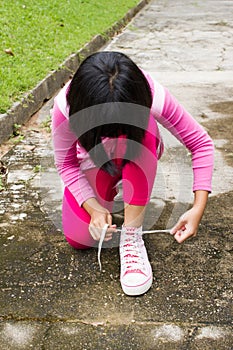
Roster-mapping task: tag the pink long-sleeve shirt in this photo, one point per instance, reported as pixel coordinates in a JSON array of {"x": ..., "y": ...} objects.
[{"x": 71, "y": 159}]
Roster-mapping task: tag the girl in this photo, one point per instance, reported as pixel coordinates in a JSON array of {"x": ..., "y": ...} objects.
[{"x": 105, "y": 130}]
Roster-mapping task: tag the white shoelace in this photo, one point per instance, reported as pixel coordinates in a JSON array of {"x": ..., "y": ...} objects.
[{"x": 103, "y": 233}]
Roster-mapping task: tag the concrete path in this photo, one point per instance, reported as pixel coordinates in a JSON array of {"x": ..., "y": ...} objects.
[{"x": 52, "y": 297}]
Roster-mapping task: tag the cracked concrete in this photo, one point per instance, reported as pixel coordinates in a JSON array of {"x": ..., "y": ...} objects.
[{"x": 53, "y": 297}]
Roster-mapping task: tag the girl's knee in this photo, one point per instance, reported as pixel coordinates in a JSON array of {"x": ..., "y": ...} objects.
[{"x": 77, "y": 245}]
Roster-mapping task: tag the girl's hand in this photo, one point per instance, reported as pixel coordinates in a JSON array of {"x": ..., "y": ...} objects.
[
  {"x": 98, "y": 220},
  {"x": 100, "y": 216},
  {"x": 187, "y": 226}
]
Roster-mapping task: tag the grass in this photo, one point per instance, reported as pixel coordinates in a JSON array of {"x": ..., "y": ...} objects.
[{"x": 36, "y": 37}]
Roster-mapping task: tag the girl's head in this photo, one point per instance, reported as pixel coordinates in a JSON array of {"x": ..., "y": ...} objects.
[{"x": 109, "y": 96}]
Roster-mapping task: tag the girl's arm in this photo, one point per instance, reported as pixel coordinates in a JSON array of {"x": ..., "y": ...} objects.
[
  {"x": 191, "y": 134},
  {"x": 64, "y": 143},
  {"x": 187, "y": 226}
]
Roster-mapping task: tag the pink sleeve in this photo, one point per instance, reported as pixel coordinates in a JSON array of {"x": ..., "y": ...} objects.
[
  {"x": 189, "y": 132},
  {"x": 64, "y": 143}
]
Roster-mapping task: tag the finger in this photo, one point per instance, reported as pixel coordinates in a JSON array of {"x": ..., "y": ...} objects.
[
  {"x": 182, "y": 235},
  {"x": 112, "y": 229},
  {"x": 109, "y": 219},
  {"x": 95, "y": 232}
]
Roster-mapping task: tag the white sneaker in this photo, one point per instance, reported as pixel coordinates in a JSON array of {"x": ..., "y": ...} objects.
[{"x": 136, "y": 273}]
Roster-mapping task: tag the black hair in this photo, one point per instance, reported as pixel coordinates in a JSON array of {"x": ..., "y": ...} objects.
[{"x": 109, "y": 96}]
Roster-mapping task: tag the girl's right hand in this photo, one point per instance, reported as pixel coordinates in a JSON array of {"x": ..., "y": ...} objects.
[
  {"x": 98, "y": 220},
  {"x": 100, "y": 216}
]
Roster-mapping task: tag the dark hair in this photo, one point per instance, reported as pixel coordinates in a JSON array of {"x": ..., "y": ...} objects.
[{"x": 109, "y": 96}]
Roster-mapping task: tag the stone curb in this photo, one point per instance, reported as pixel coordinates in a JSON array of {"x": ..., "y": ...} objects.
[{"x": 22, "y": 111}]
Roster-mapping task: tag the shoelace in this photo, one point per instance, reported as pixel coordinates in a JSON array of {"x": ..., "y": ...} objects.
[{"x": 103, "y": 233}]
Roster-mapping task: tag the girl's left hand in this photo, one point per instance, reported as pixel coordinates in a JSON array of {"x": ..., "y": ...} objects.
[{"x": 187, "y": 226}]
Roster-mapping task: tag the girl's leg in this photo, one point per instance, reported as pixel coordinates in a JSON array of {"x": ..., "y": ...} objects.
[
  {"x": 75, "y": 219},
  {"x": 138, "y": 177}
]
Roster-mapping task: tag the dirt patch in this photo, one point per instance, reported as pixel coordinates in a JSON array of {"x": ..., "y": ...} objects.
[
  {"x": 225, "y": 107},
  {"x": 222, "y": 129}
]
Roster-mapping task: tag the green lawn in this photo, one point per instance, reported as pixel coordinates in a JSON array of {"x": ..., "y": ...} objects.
=-=-=
▸ **TASK GOAL**: Starting at the line that contains "Roster-mapping task: tag the dirt" and running to the end of the items, rewrite every line, requests included, with each pixel coordinate in the answers multiplied by 2 and rounded to a whole number, halves rounding up. Leave the numbers in the requests and their format samples unchanged.

▸ **EXERCISE RESULT**:
Roster-mapping task: tag the dirt patch in this photo, one point per instance, reported as pixel coordinates in a JSON array of {"x": ..., "y": ...} objects.
[
  {"x": 450, "y": 214},
  {"x": 444, "y": 258}
]
Roster-mapping task: tag the green lawn in this photo, one point per instance, reported as pixel coordinates in a JSON array of {"x": ..., "y": ...} objects.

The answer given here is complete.